-------- Extract provided

All products featured are independently chosen by us. However, SoundGuys may receive a commission on orders placed through its retail links. See our ethics statement.

What is MDAQS? The Multi-Dimensional Audio Quality Score explained

Q: How is the Timbre (MOS-T) attribute calculated?

Timbre (MOS-T) represents the playback system’s spectral properties and temporal resolution. The timbre analysis considers the following: 1. The frequency response of the DUT is compared to a target frequency response derived from the listening tests. The metric calculates a quality value from the comparison. 2. Spectral flux, described as the DUT’s reproduction of the signal‘s temporal structure. 3. Comparison between source signals and recorded signals of essential frequency bands for the listener to evaluate the audio quality of the DUT, specifically bass (50 Hz – 250 Hz) and upper midrange (2 kHz – 4 kHz). 4. HEAD acoustics’ hearing model is used for many attributes of the human hearing system.

Q: How is the Distortion (MOS-D) attribute calculated?

Distortion (MOS-D) represents non-linearities and added noise. The distortion analysis considers the following: 1. Delta in frequency response: The frequency response of the DUT is compared to a target frequency response derived from the auditory assessment. 2. Harmonic distortion. 3. Analysis of the spectrogram of the sweep signals (looks for non-linearities). 4. Modulation spectra.

Q: How is the Immersiveness (MOS-I) attribute calculated?

----------------
-------- Given data

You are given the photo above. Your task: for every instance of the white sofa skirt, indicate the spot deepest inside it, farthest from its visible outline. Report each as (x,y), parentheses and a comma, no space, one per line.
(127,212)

----------------

- [Exercise requirements]:
Reproduce the MDAQS explainer above in full, word for word.

- [Exercise result]:
All products featured are independently chosen by us. However, SoundGuys may receive a commission on orders placed through its retail links. See our ethics statement.

What is MDAQS? The Multi-Dimensional Audio Quality Score explained

Q: How is the Timbre (MOS-T) attribute calculated?

Timbre (MOS-T) represents the playback system’s spectral properties and temporal resolution. The timbre analysis considers the following: 1. The frequency response of the DUT is compared to a target frequency response derived from the listening tests. The metric calculates a quality value from the comparison. 2. Spectral flux, described as the DUT’s reproduction of the signal‘s temporal structure. 3. Comparison between source signals and recorded signals of essential frequency bands for the listener to evaluate the audio quality of the DUT, specifically bass (50 Hz – 250 Hz) and upper midrange (2 kHz – 4 kHz). 4. HEAD acoustics’ hearing model is used for many attributes of the human hearing system.

Q: How is the Distortion (MOS-D) attribute calculated?

Distortion (MOS-D) represents non-linearities and added noise. The distortion analysis considers the following: 1. Delta in frequency response: The frequency response of the DUT is compared to a target frequency response derived from the auditory assessment. 2. Harmonic distortion. 3. Analysis of the spectrogram of the sweep signals (looks for non-linearities). 4. Modulation spectra.

Q: How is the Immersiveness (MOS-I) attribute calculated?